> **Source**:
|---|

Rêve d’enfant
« C’est difficile de poser des mots dessus, mais j’ai évidemment ressenti quelque chose de fort quand je suis allé dans les rayons de la FNAC de Châtelet où je passais tout mon temps petit à lire des BD, et que tout d’un coup j’y ai vu la mienne ! Je lis des BD depuis tout petit et tous ces auteurs m’ont appris qu’il y avait plein de formes de narration possible, qu’on peut faire rire en étant complètement absurde, qu’on peut faire pleurer avec des dessins pourtant très cartoonesques. Avec la BD, j’ai trouvé une autre manière de m’exprimer, sans doute plus personnelle aussi. Et puis surtout, ça me fait super plaisir que ma BD puisse trouver sa place dans la bibliothèque des gens, et devenir un objet qu’on s’offre, qu’on s’échange. Il y a vraiment un truc beau dans le fait de sortir un objet concret et tangible ! »

|---|

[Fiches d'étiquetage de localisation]
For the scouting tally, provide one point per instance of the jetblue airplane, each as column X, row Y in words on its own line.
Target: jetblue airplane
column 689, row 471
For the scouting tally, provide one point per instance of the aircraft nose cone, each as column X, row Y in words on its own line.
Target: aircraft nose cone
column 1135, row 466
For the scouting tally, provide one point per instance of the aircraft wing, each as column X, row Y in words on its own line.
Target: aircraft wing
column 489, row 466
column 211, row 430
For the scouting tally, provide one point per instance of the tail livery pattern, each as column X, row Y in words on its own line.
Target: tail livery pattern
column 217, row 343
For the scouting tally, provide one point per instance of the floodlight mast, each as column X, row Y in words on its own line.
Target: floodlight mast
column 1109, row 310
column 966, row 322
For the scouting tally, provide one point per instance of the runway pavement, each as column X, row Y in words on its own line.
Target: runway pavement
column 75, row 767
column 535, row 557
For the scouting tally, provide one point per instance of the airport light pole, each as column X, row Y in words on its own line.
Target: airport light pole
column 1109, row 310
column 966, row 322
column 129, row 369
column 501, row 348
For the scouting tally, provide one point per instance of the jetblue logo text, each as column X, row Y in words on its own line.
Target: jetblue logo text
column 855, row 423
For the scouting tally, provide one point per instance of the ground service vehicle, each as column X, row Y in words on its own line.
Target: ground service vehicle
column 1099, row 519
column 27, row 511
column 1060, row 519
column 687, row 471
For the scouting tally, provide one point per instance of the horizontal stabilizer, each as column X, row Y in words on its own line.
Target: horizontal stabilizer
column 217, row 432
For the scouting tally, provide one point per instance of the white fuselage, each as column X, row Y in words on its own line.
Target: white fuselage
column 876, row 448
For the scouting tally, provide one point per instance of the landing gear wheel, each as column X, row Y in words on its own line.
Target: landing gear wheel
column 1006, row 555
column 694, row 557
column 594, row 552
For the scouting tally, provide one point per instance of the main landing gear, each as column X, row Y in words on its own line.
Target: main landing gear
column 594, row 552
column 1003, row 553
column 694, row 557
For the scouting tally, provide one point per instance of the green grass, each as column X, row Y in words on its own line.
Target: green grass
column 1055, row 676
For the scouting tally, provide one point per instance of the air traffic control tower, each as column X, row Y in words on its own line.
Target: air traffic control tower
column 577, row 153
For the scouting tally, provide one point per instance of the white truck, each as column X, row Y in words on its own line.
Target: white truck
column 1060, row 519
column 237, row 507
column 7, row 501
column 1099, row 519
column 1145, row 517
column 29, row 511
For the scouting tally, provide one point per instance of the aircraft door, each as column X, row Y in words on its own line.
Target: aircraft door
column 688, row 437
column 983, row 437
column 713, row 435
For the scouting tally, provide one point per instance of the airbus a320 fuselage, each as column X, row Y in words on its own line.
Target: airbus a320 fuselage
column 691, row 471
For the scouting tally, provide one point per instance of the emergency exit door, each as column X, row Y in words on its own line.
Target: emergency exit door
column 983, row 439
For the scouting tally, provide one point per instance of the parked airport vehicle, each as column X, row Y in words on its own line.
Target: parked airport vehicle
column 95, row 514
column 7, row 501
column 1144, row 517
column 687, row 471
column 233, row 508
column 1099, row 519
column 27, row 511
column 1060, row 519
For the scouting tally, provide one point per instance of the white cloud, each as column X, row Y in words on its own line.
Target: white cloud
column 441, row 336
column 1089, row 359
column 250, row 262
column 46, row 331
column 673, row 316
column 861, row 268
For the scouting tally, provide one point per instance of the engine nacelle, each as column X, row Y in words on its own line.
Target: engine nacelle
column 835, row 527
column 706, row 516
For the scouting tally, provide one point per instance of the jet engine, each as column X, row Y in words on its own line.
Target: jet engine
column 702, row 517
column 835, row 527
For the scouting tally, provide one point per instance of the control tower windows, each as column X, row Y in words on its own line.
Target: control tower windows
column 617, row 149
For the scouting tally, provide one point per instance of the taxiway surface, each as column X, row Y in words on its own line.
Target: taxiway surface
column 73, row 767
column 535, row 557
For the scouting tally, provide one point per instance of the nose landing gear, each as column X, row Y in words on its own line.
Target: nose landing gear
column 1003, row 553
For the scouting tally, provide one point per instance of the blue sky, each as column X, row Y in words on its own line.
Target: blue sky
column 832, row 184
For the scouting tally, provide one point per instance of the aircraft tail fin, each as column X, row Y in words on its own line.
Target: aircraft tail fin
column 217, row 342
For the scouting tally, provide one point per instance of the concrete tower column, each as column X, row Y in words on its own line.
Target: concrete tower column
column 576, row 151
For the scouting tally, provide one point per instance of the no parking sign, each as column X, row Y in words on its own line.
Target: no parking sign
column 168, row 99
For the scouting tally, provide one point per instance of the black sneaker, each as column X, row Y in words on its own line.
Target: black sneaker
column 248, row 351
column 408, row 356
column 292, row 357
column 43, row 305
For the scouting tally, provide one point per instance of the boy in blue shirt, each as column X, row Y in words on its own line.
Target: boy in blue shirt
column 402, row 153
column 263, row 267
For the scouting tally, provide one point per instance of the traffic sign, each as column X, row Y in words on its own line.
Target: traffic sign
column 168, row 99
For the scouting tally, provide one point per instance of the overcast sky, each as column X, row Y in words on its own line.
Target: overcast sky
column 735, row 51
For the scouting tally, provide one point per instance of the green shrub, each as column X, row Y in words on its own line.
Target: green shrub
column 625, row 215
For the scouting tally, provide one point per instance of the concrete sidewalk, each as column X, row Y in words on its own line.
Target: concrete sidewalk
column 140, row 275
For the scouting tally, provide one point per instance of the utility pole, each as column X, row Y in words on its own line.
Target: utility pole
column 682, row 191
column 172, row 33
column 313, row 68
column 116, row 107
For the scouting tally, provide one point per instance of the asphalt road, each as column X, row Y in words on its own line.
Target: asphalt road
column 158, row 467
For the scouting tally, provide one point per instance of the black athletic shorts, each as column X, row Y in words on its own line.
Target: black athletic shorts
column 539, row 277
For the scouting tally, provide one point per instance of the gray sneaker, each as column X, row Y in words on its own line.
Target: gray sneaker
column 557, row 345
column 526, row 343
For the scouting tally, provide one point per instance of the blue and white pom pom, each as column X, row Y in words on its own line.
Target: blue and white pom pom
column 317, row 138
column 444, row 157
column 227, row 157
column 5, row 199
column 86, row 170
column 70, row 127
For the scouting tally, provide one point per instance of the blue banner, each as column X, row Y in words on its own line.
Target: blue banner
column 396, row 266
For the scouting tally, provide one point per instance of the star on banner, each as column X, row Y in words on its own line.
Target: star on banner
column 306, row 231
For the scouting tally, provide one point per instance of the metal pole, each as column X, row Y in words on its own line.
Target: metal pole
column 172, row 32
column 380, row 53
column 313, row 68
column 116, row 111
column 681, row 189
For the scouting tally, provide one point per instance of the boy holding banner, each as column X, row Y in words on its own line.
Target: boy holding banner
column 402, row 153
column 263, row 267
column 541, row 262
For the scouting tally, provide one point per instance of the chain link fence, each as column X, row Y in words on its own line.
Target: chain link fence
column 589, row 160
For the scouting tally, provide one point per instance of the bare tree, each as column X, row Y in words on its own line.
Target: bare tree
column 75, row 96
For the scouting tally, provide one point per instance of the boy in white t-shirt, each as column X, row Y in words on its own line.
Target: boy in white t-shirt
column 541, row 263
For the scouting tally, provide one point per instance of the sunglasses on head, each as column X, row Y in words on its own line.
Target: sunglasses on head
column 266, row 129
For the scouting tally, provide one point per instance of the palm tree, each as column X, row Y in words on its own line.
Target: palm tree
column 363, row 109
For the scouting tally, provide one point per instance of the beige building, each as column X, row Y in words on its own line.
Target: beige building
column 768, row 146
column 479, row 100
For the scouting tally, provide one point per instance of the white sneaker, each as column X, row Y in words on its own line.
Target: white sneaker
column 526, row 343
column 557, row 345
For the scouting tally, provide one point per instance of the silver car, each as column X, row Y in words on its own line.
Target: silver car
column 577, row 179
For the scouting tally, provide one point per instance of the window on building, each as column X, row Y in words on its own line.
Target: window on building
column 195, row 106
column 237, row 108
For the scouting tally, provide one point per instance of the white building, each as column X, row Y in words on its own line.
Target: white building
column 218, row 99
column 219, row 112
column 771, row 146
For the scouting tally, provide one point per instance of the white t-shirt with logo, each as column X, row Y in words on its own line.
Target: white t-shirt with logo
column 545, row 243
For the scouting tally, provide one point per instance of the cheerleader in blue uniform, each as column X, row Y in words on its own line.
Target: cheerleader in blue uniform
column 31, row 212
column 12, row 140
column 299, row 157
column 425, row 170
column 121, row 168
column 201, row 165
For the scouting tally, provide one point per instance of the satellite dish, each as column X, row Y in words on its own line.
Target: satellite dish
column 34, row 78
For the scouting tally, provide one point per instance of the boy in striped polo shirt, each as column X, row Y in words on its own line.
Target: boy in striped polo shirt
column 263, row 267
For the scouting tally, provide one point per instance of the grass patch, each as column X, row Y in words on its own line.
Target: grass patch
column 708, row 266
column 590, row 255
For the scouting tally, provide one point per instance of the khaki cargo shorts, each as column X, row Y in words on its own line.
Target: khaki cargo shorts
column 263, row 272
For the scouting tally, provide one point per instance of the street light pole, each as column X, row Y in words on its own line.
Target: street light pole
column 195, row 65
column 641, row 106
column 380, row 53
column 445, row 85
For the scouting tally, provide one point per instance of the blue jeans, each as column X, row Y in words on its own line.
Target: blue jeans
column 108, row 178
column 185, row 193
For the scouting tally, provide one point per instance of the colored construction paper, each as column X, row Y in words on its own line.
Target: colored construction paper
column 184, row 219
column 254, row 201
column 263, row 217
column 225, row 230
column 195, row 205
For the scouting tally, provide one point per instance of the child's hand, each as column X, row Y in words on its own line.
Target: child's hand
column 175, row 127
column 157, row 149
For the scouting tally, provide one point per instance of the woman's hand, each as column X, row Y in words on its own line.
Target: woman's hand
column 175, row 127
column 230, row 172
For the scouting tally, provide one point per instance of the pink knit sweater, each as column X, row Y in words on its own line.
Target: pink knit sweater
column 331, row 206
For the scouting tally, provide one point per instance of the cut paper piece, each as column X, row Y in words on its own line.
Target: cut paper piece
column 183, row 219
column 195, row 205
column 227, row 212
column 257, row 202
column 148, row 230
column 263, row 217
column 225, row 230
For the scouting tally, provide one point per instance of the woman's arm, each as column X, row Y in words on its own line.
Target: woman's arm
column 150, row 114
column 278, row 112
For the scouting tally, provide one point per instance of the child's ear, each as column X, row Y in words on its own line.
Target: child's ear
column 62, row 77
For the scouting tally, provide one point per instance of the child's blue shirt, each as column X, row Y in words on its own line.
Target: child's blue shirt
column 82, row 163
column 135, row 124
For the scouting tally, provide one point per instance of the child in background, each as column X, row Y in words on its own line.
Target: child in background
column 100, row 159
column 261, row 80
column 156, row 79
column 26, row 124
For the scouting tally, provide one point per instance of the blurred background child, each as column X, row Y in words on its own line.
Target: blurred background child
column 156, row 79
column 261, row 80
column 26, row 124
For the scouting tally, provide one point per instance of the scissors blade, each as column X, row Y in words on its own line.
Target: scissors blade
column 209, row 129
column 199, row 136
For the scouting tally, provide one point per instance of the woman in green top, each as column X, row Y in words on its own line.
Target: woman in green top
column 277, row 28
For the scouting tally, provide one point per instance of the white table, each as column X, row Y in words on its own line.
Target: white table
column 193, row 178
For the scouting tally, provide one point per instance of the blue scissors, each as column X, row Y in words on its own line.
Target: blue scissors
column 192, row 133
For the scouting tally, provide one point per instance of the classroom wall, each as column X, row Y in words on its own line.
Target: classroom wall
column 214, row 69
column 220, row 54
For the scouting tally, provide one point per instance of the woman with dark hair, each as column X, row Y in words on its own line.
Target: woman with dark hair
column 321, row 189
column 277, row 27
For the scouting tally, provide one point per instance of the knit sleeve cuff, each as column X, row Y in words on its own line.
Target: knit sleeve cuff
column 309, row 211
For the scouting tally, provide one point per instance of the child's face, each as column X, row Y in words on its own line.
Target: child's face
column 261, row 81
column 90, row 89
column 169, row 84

|---|

> **Travail demandé**:
1. Traduisez en anglais la phrase suivante de la source : « Avec la BD, j’ai trouvé une autre manière de m’exprimer, sans doute plus personnelle aussi. »
2. Reprenez la source consacrée à la bande dessinée et prolongez-la à partir de sa dernière phrase.

> **Réponses de l'exercice**:
1. With comics, I found another way to express myself, probably a more personal one too.

2.
Minimalisme
« Quand j’étais plus jeune, j’avais un bon petit coup de crayon, pas incroyable mais meilleur que celui que j’ai maintenant ! Pour cette BD, j’ai choisi ces petits bonshommes-là, parce que c’est ce que je savais pouvoir dessiner, et ce qui correspondait parfaitement à ce que j’avais envie de retranscrire. Chacun y voit ce qu’il veut, y projette ce qu’il veut. J’avais envie de parler de moi et de tout le monde. L’idée était vraiment de créer le moins de parasites possible. C’est aussi pour ça que je voulais garder une typo très basique. Elle n’est vraiment pas sexy à l’œil, mais au moins, elle ne vient pas ‘’polluer’’ le regard. Et puis ces petits bonshommes m’ont aussi permis de me libérer ! Certains sketchs de la BD viennent d’éléments que j’avais écrits pour une série qui n’a jamais vu le jour parce qu’au final, même si je les trouvais cools, je ne me voyais pas les jouer ou les faire jouer. Et c’est là que ces petits bonshommes ont pris le relais en permettant au lecteur de créer sa propre interprétation. Le minimalisme du dessin permet de ne fermer aucune porte, de ne pas influer sur le regard du lecteur. Chacun se fait son sketch à lui et c’est ça que j’adore dans la BD ! Et puis c’était aussi important pour moi d’écrire comme on parle vraiment aujourd’hui, de rester simple et de ne pas aller dans quelque chose de trop ‘’écrit’’ pour garder ce côté drôle et touchant. »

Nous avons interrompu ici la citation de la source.